TASK REQUIREMENTS:
Print all the data, keeping every line exactly as it is.

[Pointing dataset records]
*-*-*

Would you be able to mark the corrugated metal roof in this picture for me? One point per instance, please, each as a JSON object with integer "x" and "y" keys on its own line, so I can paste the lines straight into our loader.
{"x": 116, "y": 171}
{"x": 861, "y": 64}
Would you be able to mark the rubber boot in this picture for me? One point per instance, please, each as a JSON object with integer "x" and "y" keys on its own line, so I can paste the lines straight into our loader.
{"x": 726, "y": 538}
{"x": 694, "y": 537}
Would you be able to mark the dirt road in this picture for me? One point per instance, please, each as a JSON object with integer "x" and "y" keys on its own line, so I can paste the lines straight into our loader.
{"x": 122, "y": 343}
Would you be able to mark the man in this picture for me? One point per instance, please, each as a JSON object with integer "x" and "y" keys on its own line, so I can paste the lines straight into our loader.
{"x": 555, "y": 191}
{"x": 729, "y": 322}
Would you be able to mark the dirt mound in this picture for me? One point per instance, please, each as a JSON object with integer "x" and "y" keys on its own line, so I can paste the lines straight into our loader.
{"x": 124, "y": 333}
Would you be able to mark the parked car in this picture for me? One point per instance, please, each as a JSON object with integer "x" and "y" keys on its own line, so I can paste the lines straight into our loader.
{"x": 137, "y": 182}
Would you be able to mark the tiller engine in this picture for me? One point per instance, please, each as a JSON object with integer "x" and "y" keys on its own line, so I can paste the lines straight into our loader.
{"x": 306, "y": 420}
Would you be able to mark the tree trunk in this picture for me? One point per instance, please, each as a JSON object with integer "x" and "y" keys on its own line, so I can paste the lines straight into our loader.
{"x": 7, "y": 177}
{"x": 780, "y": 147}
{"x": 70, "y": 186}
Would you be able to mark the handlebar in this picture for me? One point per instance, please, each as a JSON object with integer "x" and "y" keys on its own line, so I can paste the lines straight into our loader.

*-*-*

FINAL RESULT:
Would you be able to mark the corrugated metal roof in this picture for me? One point per instance, please, each as a JSON object with integer "x" and "y" keys on its own line, so I can paste the lines straight into our loader.
{"x": 116, "y": 171}
{"x": 861, "y": 64}
Would you be able to mark the rubber boot in this picture for me? One point per instance, please, each as a JSON object with integer "x" and "y" keys on its own line, so I can paste the lines straight into our loader.
{"x": 726, "y": 538}
{"x": 694, "y": 537}
Would you be able to mark the dirt road in this picture for me? One point per instance, please, each as a JSON object with integer "x" and "y" keys on its own line, so I can paste the lines straight into our loader.
{"x": 122, "y": 343}
Would you be able to mark the man in this picture for me? One point per instance, please, each as a JSON object with integer "x" and "y" keys on its own line, so I can paste the lines straight into our loader.
{"x": 555, "y": 191}
{"x": 729, "y": 322}
Would you be able to mark the dirt mound in this picture for me? One point per instance, please, each as a JSON object with integer "x" and "y" keys on its own line, so I can paste the lines straight into our loader.
{"x": 124, "y": 333}
Would you be able to mark the parked car in this picture for me? One point per instance, please, each as a JSON object with integer "x" and "y" keys on its own line, so I can paste the lines straight into our loader.
{"x": 137, "y": 182}
Would you be able to mark the tiller engine in this picture for me? One point per instance, please, each as a JSON object with integer "x" and "y" keys on its own line, so I can paste the lines straight into our loader.
{"x": 306, "y": 420}
Would you be able to mark the tree trunk in this picture for me? One point per instance, please, each as a JSON object with integer "x" and "y" keys on its own line, so I can paste the lines straight into our loader.
{"x": 7, "y": 177}
{"x": 780, "y": 147}
{"x": 70, "y": 186}
Would you be able to mark the handlebar in this picture for me? One point per instance, please, each as a JSON object with integer "x" and "y" keys on its own line, so I can paste the lines straight into our loader.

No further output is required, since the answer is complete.